WHAT YOU SHOULD DO: Rewrite the rows between the line containing "Where can the tree" and the line containing "x=143, y=40", inclusive, keeping the requests unchanged. Scale every x and y coordinate in the answers by 0.2, rounding to whole numbers with halves going up.

[Data records]
· · ·

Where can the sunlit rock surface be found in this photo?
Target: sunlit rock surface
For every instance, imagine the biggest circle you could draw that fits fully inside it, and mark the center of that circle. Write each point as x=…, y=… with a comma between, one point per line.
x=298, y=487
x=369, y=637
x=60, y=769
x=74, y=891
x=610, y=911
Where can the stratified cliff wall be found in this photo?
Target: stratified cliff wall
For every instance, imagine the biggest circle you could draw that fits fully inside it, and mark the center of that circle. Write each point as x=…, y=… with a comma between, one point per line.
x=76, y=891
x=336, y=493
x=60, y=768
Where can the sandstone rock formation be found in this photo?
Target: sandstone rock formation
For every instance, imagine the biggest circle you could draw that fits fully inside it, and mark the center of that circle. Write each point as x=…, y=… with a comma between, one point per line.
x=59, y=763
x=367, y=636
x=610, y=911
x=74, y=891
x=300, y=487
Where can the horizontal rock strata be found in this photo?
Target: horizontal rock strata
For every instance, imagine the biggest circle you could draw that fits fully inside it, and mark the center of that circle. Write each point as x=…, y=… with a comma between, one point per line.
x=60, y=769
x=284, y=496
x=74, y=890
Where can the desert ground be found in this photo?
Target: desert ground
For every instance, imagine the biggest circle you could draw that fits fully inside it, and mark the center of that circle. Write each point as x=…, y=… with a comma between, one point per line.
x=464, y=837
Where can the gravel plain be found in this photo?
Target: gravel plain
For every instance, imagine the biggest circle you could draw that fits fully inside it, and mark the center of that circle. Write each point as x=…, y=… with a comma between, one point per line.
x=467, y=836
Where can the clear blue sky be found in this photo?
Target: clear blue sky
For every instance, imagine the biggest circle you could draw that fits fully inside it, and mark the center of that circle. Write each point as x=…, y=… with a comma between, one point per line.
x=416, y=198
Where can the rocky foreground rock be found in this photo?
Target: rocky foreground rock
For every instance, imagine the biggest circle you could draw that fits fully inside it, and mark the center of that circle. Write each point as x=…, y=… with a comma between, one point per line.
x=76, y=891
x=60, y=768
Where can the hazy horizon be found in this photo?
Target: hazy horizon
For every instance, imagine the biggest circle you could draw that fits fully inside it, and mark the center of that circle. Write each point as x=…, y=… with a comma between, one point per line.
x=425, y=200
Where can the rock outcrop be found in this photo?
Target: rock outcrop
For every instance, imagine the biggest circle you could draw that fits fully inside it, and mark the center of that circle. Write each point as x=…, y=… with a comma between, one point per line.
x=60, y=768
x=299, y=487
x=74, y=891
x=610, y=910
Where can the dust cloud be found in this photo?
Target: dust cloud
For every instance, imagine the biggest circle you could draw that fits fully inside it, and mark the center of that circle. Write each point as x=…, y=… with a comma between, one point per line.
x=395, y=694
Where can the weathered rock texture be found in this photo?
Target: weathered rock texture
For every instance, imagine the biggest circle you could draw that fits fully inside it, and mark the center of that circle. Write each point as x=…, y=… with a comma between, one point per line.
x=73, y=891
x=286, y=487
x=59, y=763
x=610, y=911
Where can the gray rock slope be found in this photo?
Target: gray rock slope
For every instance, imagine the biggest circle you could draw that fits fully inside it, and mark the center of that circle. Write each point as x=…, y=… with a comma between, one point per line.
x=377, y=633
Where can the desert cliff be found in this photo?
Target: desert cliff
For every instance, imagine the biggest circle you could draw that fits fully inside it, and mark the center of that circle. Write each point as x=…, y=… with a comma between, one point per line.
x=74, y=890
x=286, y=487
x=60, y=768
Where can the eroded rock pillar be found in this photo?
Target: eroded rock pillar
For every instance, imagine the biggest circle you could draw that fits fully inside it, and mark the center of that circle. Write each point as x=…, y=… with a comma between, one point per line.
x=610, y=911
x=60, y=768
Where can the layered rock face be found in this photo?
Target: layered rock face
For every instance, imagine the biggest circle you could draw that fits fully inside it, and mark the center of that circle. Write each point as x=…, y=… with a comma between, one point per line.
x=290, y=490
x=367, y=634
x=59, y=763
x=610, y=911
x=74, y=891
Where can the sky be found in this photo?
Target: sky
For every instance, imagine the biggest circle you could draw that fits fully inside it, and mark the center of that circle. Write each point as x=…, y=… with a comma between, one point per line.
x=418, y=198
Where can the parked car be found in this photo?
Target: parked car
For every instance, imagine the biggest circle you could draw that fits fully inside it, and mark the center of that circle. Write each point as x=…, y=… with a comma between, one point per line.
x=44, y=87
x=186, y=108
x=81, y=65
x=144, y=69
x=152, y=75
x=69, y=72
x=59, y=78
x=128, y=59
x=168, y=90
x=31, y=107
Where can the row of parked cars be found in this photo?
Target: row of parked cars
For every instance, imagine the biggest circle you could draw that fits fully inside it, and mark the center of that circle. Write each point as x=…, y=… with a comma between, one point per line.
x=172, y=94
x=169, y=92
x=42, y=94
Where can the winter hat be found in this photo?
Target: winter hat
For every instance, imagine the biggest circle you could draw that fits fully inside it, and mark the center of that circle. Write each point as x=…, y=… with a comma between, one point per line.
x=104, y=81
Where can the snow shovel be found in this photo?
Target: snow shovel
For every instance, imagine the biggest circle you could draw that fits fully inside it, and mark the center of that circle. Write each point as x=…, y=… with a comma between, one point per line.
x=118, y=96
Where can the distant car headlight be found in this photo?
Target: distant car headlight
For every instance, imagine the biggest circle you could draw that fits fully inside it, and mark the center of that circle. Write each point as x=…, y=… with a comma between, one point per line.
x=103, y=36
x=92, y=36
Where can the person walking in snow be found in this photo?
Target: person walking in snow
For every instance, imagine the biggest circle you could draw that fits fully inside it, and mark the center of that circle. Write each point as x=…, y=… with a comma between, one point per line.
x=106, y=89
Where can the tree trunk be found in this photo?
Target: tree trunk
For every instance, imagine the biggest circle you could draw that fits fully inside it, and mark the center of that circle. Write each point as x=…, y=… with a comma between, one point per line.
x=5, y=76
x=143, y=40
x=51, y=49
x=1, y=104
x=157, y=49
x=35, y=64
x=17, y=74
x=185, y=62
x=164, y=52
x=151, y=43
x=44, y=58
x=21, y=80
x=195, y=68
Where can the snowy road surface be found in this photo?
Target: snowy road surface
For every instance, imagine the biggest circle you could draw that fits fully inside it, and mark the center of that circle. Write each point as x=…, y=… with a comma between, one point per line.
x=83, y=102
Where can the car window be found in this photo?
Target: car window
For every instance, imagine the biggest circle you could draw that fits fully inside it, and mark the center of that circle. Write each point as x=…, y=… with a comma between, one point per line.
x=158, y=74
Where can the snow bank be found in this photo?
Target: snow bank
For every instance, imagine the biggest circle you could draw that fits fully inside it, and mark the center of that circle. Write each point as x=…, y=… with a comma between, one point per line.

· · ·

FULL OUTPUT:
Where can the tree trunk be found in this photo?
Target: tree trunk
For every instance, imagine the biggest circle you could draw that fits fully inside it, and mark the center of that circle. Write each point as x=…, y=… with a comma between, one point per line.
x=1, y=15
x=29, y=8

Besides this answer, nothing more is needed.